**Exercise**.
Copy each line below exactly as it appears. Pictures are to be omitted.

BEGIN Exercise materials

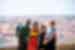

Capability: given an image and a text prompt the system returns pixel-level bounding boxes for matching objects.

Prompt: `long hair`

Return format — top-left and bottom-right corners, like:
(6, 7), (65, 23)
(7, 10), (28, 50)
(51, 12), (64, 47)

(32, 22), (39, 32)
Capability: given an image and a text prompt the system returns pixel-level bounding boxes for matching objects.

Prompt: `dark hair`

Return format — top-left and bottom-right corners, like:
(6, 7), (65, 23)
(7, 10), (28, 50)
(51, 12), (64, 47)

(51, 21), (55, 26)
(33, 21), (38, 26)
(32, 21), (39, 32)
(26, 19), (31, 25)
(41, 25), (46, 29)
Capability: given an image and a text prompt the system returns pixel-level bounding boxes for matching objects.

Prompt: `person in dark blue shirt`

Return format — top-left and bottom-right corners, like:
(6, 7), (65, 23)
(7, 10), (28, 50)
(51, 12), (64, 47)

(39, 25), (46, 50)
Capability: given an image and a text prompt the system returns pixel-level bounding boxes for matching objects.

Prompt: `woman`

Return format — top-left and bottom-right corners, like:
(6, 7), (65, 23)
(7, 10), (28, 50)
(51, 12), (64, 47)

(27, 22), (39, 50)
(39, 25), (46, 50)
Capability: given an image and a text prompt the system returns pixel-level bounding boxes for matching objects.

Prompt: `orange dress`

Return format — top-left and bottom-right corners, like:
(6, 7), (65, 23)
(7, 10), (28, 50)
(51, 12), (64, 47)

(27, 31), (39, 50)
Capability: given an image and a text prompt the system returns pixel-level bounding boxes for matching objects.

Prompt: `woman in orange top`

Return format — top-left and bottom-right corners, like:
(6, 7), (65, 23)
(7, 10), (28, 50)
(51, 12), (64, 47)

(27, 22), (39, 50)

END Exercise materials

**Task solution**.
Capability: given an image and a text prompt the system returns pixel-level bounding boxes for matching objects.

Prompt: `long hair`

Return format — top-left and bottom-right corners, like:
(6, 7), (65, 23)
(7, 10), (28, 50)
(51, 12), (64, 47)

(32, 22), (39, 32)
Capability: given an image and a text prompt the system returns pixel-level bounding boxes for matching objects.

Prompt: `dark hair`

Return format — top-left and bottom-right corners, like:
(6, 7), (65, 23)
(7, 10), (28, 50)
(51, 12), (64, 47)

(51, 21), (55, 26)
(33, 21), (38, 26)
(32, 21), (39, 32)
(26, 19), (31, 25)
(41, 25), (46, 29)
Capability: given an image and a text prompt the system returns pixel-level bounding boxes for matching objects.

Prompt: `person in dark blue shirt`

Return format — top-left and bottom-right corners, like:
(6, 7), (65, 23)
(7, 10), (28, 50)
(51, 12), (64, 47)

(39, 25), (46, 50)
Capability: given an image and a text prompt the system returns pixel-level bounding boxes for matching objects.

Prompt: `woman`

Return format — top-left and bottom-right corners, like:
(6, 7), (65, 23)
(7, 10), (28, 50)
(51, 12), (64, 47)

(27, 22), (39, 50)
(39, 25), (46, 50)
Capability: given an image and a text prompt the system returns pixel-level bounding boxes for matching objects.

Prompt: `orange dress`

Return format — top-left and bottom-right corners, like:
(6, 7), (65, 23)
(7, 10), (28, 50)
(51, 12), (64, 47)

(27, 31), (39, 50)
Capability: given an image and a text prompt the system returns pixel-level bounding boxes for matching objects.

Prompt: `woman in orange top`

Return format — top-left and bottom-right corners, like:
(6, 7), (65, 23)
(7, 10), (28, 50)
(51, 12), (64, 47)

(27, 22), (39, 50)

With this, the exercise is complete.